§ WORK TASK 1:
Using the parenting post, mark each statement yes or no and quote the words that decide it: (a) The Miralax mixed in orange juice has to be drunk in one sitting. (b) The PediaLax suppositories come as a liquid in an applicator. (c) The boy drank the prune juice that was bought for him.
§ WORK TASK 2:
In the parenting post, turn the paragraph beginning "If you put Miralax in orange juice" into a short bulleted list that keeps its main facts.
§ WORK TASK 3:
According to the parenting post, how long has the boy gone without pooping?

We did do the hybrid thing of having DS change himself into pullups when he wanted to have a BM. I also tried to keep the clean-up process as matter-of-fact as possible (when he was a baby, we had lots of playtime while I distracted him enough to clean him up - I wonder if some of our delay was him missing that time.) Maybe having him take other responsibilities, like getting cleanup supplies together and throwing away the diaper (or even shaking it out and flushing the poop) will help?
If you put Miralax in orange juice and let it sit in the fridge overnight, it becomes almost unnoticable. Even my super picky DS7 (who can detect minute changes to anything) drank it without comment. You don't have to drink it in one sitting. Just make up 16 oz and suggest a large drink of juice several times over the course of the day. It's not immediate relief, and when the poop finally does come it will be a disgusting goop the consistency of peanut butter that is really hard to flush down.
For quick relief, we've used PediaLax glycerine suppositories. It comes as a liquid in an applicator that you insert and then squeeze the bulb. The first time was pretty scary for DS, but since then he's come to request them. He did end up sitting in a bath of hot water to finally "go" the first time.
He's now decided that he doesn't want to poop at all. It's been five days. Not on the toilet, not in a pull-up, nothing. Immune to bribes, indifferent to loss of privilege, we could not convince him. Nor would he even touch the prune juice we bought....
He's been complaining about tummy aches for the past two days, and is spending most of him time prone on the couch. Desparate, his mom offered him the ULTIMATE bribe -- a Happy Meal. And he couldn't go.

Natural language region descriptions:
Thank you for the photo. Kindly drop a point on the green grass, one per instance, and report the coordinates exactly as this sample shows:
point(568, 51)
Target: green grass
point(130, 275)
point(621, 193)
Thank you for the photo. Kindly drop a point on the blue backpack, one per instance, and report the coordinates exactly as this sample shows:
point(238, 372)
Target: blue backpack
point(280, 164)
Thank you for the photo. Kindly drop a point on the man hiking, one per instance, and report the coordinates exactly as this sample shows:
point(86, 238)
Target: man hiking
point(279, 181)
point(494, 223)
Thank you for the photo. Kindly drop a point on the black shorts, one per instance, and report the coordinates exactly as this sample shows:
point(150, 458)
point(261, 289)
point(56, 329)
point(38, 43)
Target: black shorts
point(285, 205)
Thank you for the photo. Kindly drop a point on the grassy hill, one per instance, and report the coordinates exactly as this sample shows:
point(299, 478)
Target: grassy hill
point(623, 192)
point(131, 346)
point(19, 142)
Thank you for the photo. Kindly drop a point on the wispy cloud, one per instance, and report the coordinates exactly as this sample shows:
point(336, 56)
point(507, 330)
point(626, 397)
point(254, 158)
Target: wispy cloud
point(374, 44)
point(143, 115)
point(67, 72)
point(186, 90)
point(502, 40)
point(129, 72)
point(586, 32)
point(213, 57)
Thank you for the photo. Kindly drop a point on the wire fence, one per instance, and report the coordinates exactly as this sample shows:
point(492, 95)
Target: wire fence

§ REPLY 1:
(a) No: "You don't have to drink it in one sitting."
(b) Yes: "It comes as a liquid in an applicator that you insert and then squeeze the bulb."
(c) No: "Nor would he even touch the prune juice we bought"

§ REPLY 2:
- Miralax mixed into orange juice and left in the fridge overnight becomes almost unnoticeable.
- Even a very picky seven-year-old drank it without comment.
- It need not be drunk at once: make 16 oz and offer large drinks several times during the day.
- Relief is not immediate, and the eventual stool is a peanut-butter-like goop that is hard to flush.

§ REPLY 3:
Five days.